SET TASK =>
Reproduce, word for word, the portion of the entries below that opens with the line containing "Point to the large" and closes with the line containing "x=375, y=176", including both of those lines. Copy nothing else.

════

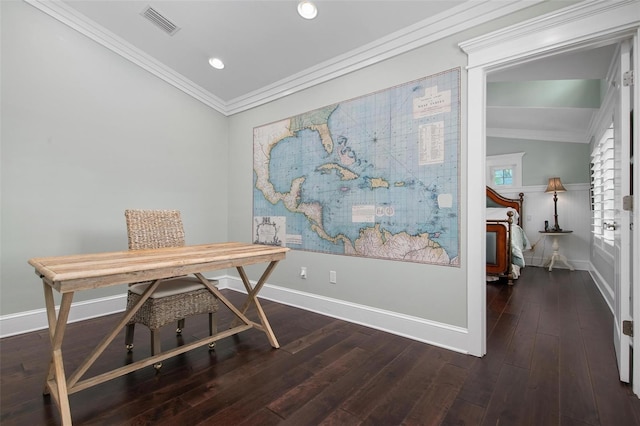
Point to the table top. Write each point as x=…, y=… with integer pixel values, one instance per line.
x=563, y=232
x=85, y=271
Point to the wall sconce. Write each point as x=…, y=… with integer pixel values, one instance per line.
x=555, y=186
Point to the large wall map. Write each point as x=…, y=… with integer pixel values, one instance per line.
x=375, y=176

════

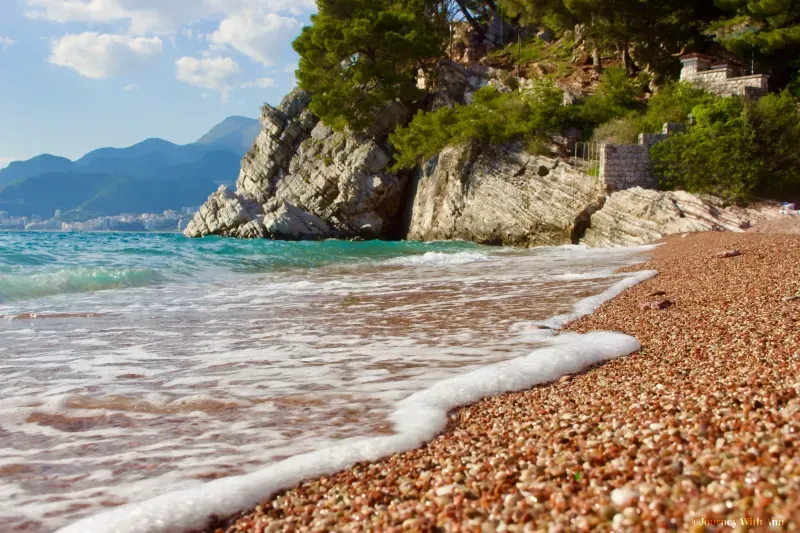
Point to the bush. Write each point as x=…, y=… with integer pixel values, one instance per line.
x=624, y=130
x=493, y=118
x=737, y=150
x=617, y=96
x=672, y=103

════

SOLUTION FOR THIS EXERCISE =>
Point to the large wall map. Write each point as x=…, y=… with integer pixel values, one instance per line.
x=375, y=176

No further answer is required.